### Short task
Put the lines of every entry into a numbered list, leaving out any blank lines.

Entries from a collection:

▼▼▼

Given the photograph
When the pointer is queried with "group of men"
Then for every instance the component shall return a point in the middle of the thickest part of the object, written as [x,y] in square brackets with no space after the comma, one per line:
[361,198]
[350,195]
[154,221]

▲▲▲

### Reply
1. Given the photograph
2. When the pointer is queried with "group of men"
3. Then for every instance the component shall return a point in the middle of the thickest part of the object, written as [x,y] in square brackets with no space after the comma, one per line:
4. [361,198]
5. [350,195]
6. [154,221]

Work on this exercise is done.